▶ _GOAL_
Please write out word for word the stretch of the listing below from the line containing "of the stone" through the line containing "[(684, 335)]", including both of those lines. Leave any pictures out of your copy.

- - - - -

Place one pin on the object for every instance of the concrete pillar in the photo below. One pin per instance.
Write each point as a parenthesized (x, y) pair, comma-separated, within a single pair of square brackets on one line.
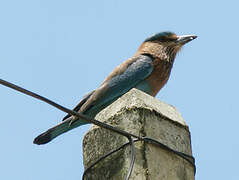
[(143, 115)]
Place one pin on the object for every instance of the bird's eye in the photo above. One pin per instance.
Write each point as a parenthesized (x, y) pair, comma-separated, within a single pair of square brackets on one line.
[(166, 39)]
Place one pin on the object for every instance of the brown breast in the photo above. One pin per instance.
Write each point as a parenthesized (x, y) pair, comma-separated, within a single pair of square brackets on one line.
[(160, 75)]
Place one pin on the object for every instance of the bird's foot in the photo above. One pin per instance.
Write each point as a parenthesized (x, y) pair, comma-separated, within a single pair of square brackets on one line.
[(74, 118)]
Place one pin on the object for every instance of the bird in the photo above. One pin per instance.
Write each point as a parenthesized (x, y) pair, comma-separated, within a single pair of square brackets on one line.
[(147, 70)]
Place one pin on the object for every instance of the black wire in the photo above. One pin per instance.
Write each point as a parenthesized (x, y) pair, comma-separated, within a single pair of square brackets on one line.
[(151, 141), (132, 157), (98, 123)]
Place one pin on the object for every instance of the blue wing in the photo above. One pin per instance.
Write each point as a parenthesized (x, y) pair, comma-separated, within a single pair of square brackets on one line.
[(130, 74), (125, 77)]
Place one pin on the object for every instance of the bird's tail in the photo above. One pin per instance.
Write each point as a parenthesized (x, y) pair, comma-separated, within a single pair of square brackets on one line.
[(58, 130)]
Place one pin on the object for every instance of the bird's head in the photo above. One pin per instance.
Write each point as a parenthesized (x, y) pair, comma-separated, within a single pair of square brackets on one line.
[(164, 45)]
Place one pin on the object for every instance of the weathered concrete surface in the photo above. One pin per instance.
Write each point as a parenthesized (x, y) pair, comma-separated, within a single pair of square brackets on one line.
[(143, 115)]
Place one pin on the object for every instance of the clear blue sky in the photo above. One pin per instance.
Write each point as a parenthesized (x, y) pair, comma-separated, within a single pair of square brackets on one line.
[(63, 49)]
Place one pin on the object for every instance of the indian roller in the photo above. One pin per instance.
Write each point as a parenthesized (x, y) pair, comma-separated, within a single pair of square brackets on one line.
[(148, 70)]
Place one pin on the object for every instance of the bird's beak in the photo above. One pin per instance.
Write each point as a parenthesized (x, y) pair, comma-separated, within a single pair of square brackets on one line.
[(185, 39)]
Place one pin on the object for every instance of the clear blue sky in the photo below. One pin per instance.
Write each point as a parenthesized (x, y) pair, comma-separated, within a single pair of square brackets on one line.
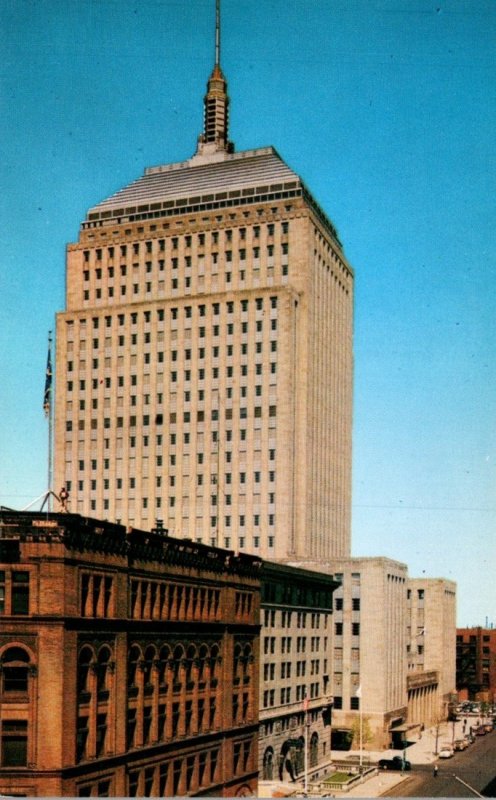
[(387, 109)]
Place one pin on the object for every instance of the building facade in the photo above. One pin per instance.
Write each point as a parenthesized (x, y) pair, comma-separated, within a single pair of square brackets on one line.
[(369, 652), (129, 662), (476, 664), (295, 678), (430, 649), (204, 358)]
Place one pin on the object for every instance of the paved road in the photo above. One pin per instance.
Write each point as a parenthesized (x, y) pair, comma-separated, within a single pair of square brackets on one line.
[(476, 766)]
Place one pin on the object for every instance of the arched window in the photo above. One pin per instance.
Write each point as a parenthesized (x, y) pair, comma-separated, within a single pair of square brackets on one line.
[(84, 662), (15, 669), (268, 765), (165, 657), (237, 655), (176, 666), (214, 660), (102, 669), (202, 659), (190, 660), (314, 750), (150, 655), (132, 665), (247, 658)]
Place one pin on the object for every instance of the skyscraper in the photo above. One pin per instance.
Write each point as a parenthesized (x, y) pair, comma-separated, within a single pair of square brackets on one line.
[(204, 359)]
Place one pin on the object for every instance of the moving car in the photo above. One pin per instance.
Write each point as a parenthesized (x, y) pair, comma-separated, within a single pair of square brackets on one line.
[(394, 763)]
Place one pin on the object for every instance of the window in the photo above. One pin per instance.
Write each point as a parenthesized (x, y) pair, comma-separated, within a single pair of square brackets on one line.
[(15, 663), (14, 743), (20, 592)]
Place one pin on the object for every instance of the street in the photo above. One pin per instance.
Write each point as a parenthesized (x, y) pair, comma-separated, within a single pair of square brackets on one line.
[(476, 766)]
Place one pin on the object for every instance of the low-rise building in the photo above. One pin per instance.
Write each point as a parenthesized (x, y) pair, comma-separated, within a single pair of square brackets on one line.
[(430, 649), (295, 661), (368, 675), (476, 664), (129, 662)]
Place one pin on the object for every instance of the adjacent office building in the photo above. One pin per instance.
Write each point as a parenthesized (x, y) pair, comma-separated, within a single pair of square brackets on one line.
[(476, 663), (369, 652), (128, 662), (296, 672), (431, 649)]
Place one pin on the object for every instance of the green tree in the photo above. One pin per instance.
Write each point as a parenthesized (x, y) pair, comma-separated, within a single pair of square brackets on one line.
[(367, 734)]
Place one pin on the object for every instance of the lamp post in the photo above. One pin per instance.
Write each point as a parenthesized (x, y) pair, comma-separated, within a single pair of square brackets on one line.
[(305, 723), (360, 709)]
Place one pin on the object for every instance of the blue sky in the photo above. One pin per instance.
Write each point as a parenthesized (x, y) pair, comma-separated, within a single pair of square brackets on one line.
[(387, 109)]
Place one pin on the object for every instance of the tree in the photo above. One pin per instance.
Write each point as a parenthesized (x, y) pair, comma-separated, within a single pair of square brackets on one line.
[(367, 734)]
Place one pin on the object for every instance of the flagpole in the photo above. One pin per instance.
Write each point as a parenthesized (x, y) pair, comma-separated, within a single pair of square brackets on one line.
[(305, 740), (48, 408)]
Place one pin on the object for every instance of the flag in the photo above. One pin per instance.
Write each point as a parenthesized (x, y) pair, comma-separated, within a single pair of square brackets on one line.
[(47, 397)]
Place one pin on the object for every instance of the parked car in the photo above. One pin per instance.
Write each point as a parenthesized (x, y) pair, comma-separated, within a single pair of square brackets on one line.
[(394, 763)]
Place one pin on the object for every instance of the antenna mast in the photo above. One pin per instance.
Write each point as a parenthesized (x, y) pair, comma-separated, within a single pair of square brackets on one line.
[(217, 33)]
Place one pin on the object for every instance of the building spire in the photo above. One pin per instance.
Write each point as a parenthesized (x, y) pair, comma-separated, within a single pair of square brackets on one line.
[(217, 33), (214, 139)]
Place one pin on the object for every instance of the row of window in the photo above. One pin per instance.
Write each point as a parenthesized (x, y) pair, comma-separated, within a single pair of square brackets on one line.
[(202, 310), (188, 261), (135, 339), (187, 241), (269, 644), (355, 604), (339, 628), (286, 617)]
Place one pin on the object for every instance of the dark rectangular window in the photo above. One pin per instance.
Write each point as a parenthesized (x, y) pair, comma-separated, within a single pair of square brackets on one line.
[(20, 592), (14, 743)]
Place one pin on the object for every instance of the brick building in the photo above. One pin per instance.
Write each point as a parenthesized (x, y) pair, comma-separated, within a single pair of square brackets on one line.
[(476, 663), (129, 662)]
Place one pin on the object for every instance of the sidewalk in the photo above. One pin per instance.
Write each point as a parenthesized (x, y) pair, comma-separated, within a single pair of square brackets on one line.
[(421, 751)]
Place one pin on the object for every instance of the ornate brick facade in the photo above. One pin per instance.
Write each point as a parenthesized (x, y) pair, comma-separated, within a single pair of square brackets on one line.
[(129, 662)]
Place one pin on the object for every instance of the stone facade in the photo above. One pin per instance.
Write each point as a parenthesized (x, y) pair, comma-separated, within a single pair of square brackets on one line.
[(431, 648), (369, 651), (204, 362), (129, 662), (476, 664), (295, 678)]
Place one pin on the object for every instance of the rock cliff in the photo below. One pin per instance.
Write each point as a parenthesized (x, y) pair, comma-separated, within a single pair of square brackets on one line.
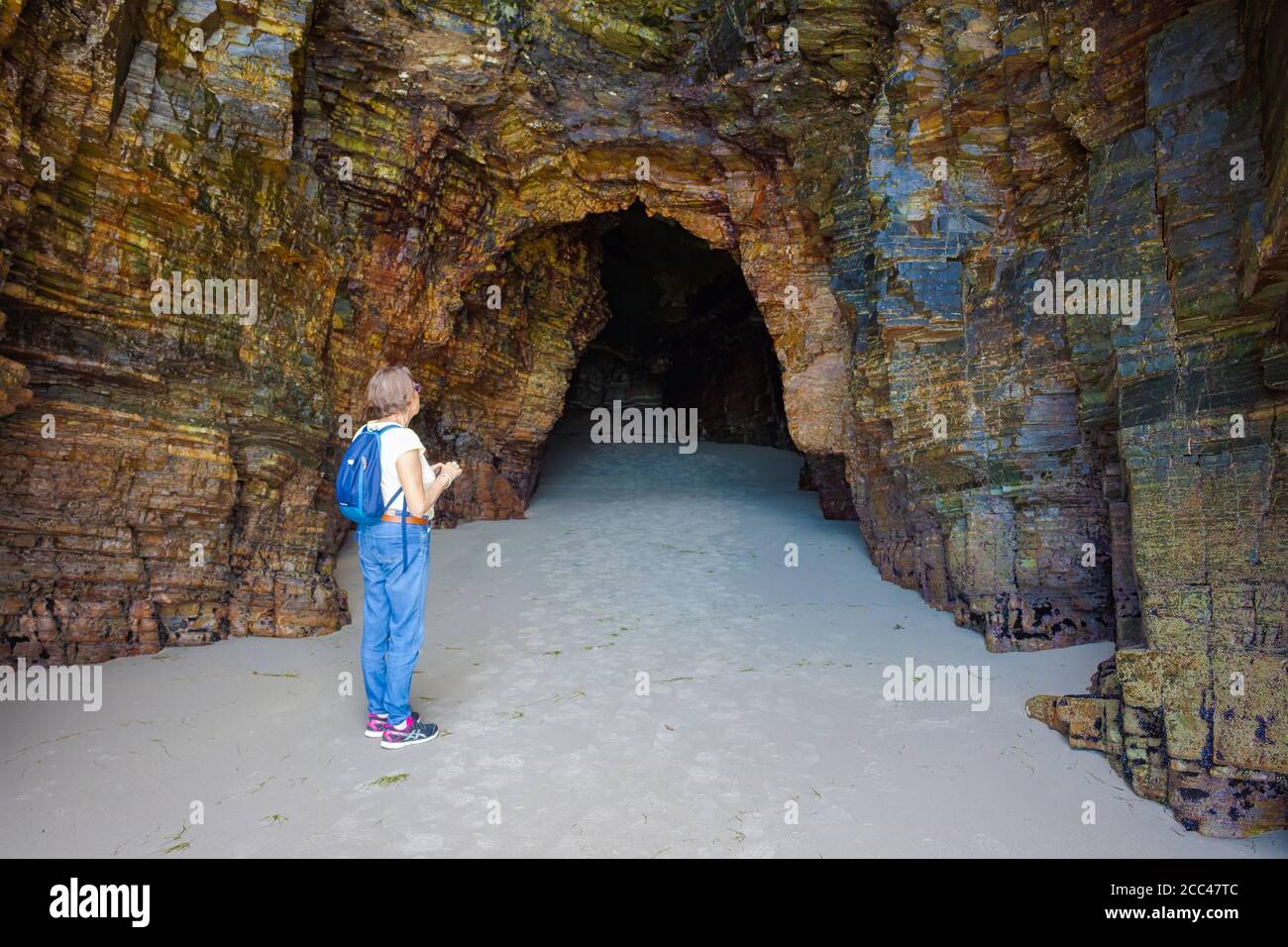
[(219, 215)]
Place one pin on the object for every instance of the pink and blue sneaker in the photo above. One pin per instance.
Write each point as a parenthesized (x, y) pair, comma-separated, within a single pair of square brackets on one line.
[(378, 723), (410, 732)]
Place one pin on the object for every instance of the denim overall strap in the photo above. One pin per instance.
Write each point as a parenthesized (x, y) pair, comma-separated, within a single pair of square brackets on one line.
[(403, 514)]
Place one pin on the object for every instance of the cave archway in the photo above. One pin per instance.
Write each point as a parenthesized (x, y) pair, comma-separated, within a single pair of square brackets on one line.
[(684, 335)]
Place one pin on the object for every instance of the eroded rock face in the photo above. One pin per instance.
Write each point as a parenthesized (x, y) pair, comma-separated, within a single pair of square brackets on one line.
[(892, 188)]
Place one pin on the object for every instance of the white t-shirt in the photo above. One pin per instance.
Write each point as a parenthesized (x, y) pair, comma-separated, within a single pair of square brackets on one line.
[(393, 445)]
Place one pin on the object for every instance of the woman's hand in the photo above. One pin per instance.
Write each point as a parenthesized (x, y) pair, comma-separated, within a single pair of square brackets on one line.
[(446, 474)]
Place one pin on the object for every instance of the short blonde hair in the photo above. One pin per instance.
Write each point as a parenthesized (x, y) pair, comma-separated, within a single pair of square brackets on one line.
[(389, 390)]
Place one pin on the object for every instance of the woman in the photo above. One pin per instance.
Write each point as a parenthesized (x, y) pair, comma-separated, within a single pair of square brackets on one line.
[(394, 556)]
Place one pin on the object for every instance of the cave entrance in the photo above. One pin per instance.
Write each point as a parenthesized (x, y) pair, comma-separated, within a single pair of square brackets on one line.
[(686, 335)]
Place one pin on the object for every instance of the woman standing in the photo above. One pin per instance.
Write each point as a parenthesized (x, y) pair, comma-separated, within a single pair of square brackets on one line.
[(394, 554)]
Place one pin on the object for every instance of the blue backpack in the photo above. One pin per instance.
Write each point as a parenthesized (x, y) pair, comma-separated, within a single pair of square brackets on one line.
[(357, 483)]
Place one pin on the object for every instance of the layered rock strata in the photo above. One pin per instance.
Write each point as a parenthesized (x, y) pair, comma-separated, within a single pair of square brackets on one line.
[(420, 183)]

- - - - -

▶ _SOLVED EXERCISE_
Place one pin on the object for every instance of the stone facade in the photo above. One pin per instance.
Write each point as a parenthesized (x, y) pair, comma-separated, within a single pair of square brackets on one line.
[(431, 648), (369, 651), (204, 362), (129, 662), (476, 664), (295, 678)]
Place one pin on the object for every instance of the rock cliff in the photo below. One pin per instance.
Write each point as a parenthesized (x, y) pair, comma-separated, within a single pair of square brackets on one line.
[(219, 215)]
Place one pin on the object for every instance of the pink and blue sneaker in the photo above. One pin per instance.
Write each point as a parenthesized (x, y) pair, comma-separated, within a single pair of square brackets on one line.
[(378, 723), (410, 732)]
Place one pin on the object for every instance of the denim overall strap in the photo above. One pin per instance.
Write each point as a parenthesized (x, y) pair, comma-separated, within a single pair of square brackets on one line.
[(403, 514)]
Place one pin on the object for every instance of the cave archway in the photo above. One pin per instance.
Write each point as a parenthesized (x, y) pair, comma-separated, within a single pair of square brackets on one line.
[(684, 335)]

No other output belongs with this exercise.